Aim of the exercise: Print the lines of the entries below from the one with "Target: utility pole" through the final line, exactly as they appear. The pictures are not part of the copy.

--- Input records Enclosed Below ---

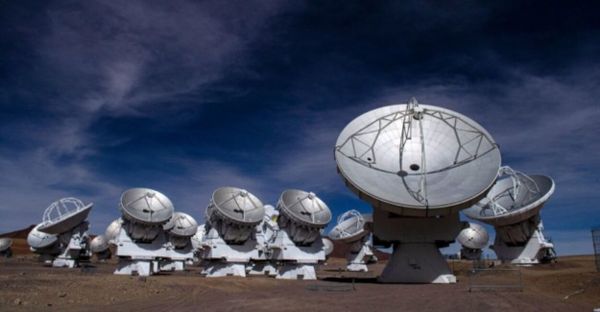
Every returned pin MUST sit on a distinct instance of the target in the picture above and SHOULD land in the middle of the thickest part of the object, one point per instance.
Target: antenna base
(417, 263)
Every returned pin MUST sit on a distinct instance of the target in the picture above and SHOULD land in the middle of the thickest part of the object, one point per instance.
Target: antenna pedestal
(529, 251)
(299, 262)
(222, 259)
(262, 267)
(470, 254)
(149, 258)
(74, 247)
(417, 263)
(359, 251)
(416, 258)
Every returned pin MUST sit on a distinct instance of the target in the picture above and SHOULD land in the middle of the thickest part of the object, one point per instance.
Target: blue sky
(185, 96)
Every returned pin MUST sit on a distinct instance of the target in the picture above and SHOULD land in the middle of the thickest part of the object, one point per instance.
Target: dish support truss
(472, 143)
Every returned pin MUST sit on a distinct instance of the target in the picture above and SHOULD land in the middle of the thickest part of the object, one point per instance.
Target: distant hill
(19, 233)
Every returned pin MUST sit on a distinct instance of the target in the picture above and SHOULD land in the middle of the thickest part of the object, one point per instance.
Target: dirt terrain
(569, 285)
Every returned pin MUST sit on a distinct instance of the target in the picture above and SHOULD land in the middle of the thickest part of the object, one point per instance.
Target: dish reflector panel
(236, 205)
(515, 197)
(304, 208)
(63, 215)
(350, 227)
(417, 160)
(38, 239)
(146, 206)
(474, 237)
(5, 243)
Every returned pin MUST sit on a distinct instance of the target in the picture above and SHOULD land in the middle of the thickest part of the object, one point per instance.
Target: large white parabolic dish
(512, 201)
(147, 206)
(417, 160)
(63, 215)
(235, 205)
(304, 208)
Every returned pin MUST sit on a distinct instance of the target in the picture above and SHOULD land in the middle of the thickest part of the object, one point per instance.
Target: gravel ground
(570, 285)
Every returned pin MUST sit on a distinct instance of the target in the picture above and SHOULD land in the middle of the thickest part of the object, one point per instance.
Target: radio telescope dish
(147, 206)
(99, 244)
(236, 205)
(38, 239)
(514, 198)
(5, 243)
(327, 246)
(304, 208)
(63, 215)
(113, 229)
(513, 206)
(234, 213)
(417, 160)
(473, 237)
(350, 227)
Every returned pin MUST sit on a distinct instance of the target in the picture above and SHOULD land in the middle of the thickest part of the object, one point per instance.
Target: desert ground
(571, 284)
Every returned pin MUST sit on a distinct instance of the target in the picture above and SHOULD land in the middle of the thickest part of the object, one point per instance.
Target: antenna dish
(417, 160)
(512, 206)
(113, 229)
(99, 244)
(327, 246)
(5, 243)
(303, 215)
(474, 237)
(235, 205)
(64, 215)
(350, 227)
(304, 208)
(147, 206)
(38, 239)
(514, 198)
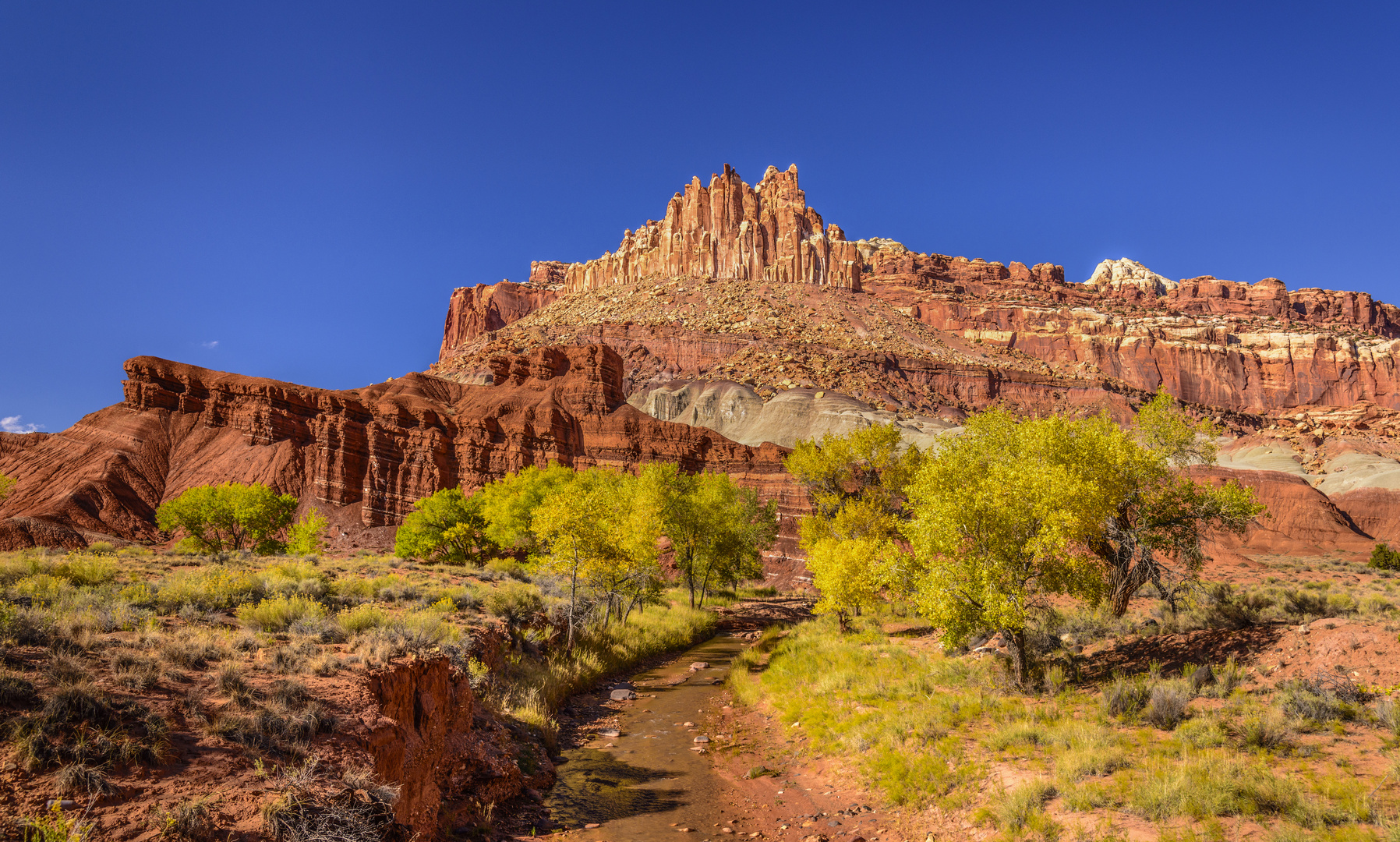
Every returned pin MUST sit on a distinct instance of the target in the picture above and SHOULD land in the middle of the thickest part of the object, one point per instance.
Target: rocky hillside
(727, 320)
(740, 324)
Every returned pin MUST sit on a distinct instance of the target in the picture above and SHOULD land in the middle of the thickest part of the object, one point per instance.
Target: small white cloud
(10, 423)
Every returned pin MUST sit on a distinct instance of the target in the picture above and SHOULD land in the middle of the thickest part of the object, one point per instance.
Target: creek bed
(650, 780)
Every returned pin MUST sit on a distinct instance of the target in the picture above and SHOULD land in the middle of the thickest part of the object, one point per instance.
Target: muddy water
(650, 780)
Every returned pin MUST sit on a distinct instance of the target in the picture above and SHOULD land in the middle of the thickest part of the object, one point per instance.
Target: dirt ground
(775, 794)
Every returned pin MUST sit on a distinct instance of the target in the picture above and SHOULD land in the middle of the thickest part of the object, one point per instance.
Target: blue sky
(293, 189)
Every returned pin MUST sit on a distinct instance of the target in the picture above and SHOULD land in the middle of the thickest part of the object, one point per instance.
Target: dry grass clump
(302, 815)
(230, 681)
(281, 613)
(1126, 697)
(1168, 705)
(285, 723)
(82, 780)
(80, 723)
(16, 691)
(191, 820)
(135, 671)
(68, 669)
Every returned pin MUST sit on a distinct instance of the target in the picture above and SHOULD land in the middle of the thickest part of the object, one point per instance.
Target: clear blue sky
(304, 184)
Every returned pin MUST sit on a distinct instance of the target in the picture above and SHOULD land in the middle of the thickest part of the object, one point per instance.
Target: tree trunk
(1016, 649)
(573, 600)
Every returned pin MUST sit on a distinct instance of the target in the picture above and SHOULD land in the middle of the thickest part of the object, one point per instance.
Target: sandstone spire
(726, 230)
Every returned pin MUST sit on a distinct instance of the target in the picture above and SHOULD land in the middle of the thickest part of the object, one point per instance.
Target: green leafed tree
(304, 537)
(599, 532)
(1159, 517)
(230, 517)
(1002, 524)
(717, 529)
(508, 504)
(446, 527)
(858, 485)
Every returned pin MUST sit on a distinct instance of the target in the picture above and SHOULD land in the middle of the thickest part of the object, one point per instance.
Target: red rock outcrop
(726, 230)
(364, 455)
(1238, 346)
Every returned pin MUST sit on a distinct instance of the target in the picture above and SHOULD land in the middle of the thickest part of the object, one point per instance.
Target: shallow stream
(650, 780)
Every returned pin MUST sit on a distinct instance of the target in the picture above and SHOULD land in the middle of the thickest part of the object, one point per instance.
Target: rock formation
(362, 455)
(745, 318)
(728, 232)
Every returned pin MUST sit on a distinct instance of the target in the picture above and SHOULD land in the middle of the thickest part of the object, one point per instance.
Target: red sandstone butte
(363, 455)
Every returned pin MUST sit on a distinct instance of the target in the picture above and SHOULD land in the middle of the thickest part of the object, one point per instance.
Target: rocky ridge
(362, 455)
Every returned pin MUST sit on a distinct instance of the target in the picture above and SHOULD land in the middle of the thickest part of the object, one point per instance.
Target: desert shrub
(192, 650)
(515, 604)
(82, 780)
(1313, 701)
(1126, 697)
(1305, 603)
(508, 566)
(462, 597)
(16, 691)
(1228, 677)
(1388, 713)
(362, 618)
(1200, 733)
(300, 815)
(295, 579)
(1168, 705)
(1384, 558)
(44, 589)
(1340, 604)
(191, 820)
(281, 613)
(288, 692)
(1022, 805)
(135, 671)
(363, 778)
(212, 589)
(1266, 731)
(1373, 603)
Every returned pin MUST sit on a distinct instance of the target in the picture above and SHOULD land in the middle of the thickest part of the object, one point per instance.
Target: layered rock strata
(364, 455)
(724, 230)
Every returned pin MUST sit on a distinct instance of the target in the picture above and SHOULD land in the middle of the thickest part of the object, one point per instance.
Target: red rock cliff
(364, 455)
(726, 230)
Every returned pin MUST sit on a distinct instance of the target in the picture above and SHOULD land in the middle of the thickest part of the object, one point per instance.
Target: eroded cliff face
(696, 296)
(427, 736)
(726, 230)
(712, 339)
(364, 455)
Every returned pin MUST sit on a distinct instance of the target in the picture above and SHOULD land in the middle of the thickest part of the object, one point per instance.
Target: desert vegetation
(116, 660)
(990, 611)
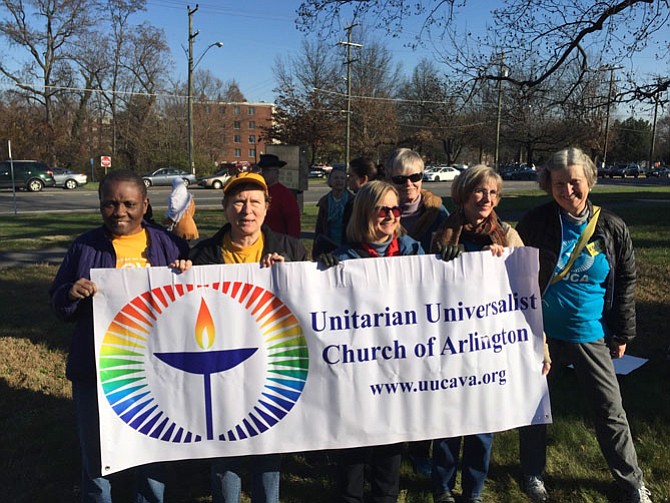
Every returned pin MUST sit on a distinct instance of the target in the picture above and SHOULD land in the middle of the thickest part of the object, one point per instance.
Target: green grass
(39, 457)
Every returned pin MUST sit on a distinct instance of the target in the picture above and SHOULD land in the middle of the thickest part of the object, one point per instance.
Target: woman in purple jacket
(124, 240)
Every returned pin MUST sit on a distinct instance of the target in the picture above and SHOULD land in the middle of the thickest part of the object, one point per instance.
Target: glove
(328, 260)
(448, 252)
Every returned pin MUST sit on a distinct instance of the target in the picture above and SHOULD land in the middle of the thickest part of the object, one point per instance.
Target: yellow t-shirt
(233, 254)
(131, 251)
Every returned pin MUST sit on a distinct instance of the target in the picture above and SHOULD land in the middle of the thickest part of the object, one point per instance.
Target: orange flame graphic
(204, 327)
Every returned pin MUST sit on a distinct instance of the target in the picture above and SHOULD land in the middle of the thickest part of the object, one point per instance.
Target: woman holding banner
(474, 226)
(125, 240)
(587, 277)
(373, 231)
(246, 239)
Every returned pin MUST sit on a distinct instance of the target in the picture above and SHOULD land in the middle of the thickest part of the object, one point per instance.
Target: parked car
(624, 170)
(660, 172)
(217, 180)
(68, 179)
(28, 175)
(518, 172)
(604, 171)
(523, 173)
(164, 176)
(316, 172)
(440, 174)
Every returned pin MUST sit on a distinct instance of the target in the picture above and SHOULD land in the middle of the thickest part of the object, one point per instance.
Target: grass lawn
(39, 456)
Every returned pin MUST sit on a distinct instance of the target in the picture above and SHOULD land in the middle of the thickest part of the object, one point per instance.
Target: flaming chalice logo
(208, 362)
(127, 363)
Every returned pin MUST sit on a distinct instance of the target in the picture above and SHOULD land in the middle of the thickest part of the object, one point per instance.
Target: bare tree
(143, 79)
(375, 79)
(45, 31)
(554, 34)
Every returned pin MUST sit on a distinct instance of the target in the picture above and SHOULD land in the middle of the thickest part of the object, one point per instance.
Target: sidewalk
(30, 257)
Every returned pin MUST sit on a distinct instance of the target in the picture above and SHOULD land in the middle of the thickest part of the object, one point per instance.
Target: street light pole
(607, 116)
(349, 44)
(189, 118)
(502, 73)
(191, 67)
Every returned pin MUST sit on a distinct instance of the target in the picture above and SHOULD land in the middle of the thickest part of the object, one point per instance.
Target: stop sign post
(105, 162)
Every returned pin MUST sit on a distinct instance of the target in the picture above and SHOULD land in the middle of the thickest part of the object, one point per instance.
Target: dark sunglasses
(383, 211)
(402, 179)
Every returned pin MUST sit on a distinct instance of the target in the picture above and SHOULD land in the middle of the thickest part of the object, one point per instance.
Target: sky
(255, 32)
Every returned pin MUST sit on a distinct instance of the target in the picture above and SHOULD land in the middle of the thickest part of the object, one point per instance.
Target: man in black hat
(283, 215)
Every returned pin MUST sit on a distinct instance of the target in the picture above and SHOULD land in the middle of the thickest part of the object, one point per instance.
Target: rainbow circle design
(123, 358)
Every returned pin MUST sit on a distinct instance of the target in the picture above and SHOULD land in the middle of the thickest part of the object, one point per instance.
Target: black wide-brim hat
(270, 161)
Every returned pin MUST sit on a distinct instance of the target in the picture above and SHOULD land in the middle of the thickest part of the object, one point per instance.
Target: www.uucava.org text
(496, 377)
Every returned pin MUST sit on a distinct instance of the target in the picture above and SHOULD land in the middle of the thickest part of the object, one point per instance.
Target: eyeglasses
(384, 211)
(402, 179)
(491, 194)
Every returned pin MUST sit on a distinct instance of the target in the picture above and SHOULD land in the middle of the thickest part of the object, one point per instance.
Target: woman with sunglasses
(422, 214)
(474, 226)
(373, 231)
(422, 211)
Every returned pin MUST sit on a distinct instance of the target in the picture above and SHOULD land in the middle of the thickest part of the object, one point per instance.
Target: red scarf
(392, 250)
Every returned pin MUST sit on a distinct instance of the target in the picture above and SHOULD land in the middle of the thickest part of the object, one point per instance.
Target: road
(53, 200)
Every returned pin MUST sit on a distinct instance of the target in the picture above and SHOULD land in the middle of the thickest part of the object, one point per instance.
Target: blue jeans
(594, 370)
(475, 464)
(227, 482)
(149, 479)
(384, 465)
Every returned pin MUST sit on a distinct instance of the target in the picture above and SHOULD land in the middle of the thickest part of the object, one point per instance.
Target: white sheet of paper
(627, 363)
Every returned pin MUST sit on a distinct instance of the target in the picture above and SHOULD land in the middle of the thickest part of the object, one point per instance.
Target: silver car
(215, 181)
(68, 179)
(164, 176)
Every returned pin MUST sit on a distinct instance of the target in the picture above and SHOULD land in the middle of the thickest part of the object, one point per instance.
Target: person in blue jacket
(373, 231)
(125, 240)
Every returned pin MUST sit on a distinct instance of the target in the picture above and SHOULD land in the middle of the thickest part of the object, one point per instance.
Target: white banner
(233, 359)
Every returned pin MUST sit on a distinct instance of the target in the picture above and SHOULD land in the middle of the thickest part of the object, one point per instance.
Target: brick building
(244, 126)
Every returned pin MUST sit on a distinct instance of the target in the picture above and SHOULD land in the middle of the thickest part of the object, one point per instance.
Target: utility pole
(650, 164)
(502, 72)
(349, 61)
(607, 116)
(189, 119)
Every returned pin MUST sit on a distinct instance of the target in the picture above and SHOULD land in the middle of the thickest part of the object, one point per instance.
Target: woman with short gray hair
(587, 278)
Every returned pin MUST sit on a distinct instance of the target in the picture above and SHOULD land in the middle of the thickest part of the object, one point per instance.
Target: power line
(378, 98)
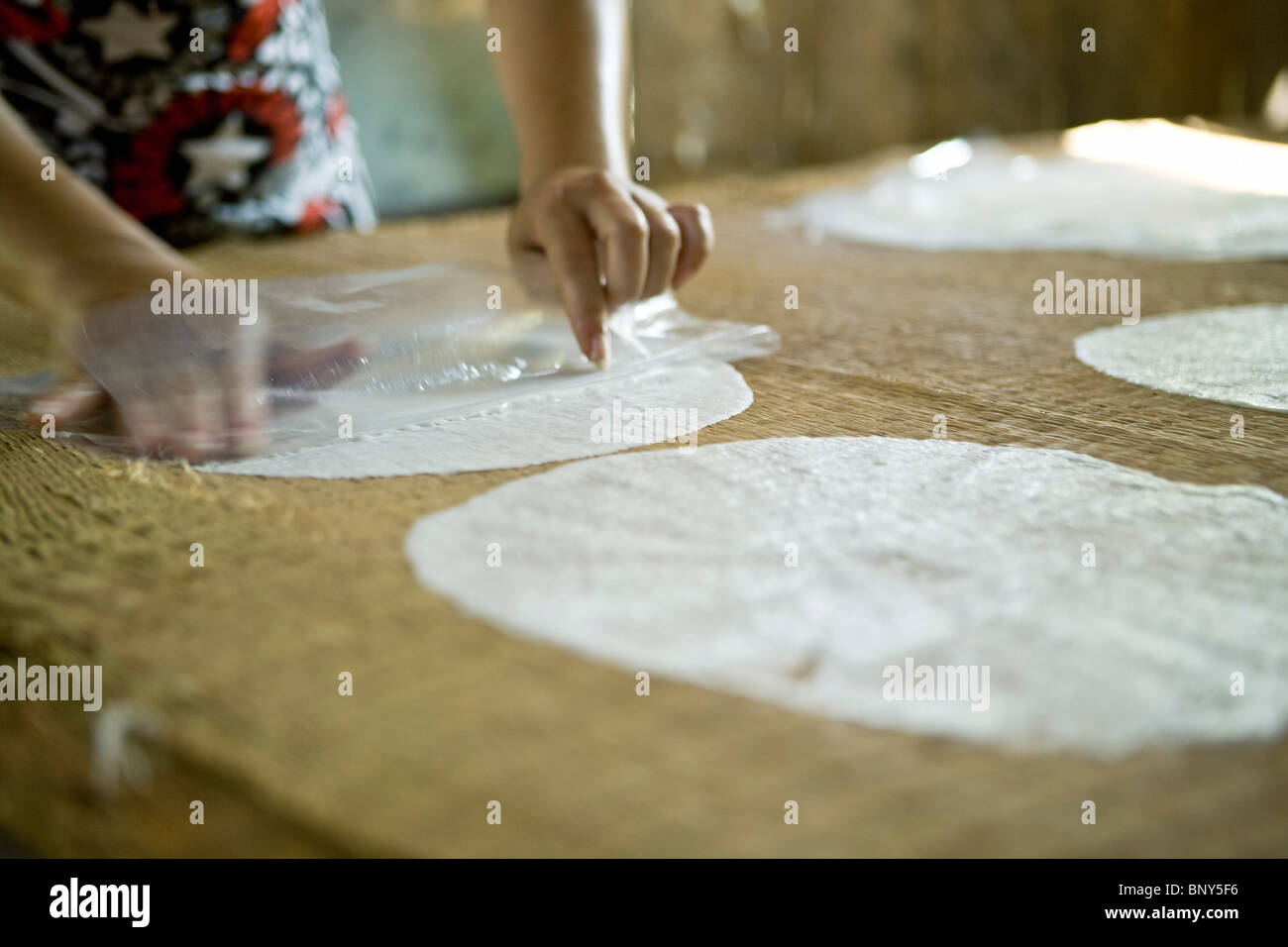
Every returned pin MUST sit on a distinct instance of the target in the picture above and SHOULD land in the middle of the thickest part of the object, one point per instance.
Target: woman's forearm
(565, 71)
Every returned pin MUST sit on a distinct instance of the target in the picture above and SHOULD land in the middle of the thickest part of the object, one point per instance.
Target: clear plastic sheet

--- End of Enclosed Input records ---

Response to this exercise:
Target: utility pole
(650, 164)
(502, 72)
(349, 61)
(607, 116)
(189, 119)
Every returned pin MUST sit on a distinct instance of the target in the picture above and SHOULD land in the middle of the thickest part of the object, one point per instance.
Target: woman with short gray hair
(587, 278)
Every returned pin MUST sit on a distinct instance of the target in the picture above and SHOULD land in the middle of the thickest part of the object, one point per instance.
Target: power line
(378, 98)
Every returned pin MUST sit on a distinct instance of the target in the picture above and SHOULD land in the middle of the thickest part of the object, one point per instance.
Target: woman's forearm
(565, 71)
Every returned pin MUST sit on a distinct instance of the target in the picture above and SHOULD land in the middle of the thickest part of the object, one point per instance.
Target: clear plastic sheet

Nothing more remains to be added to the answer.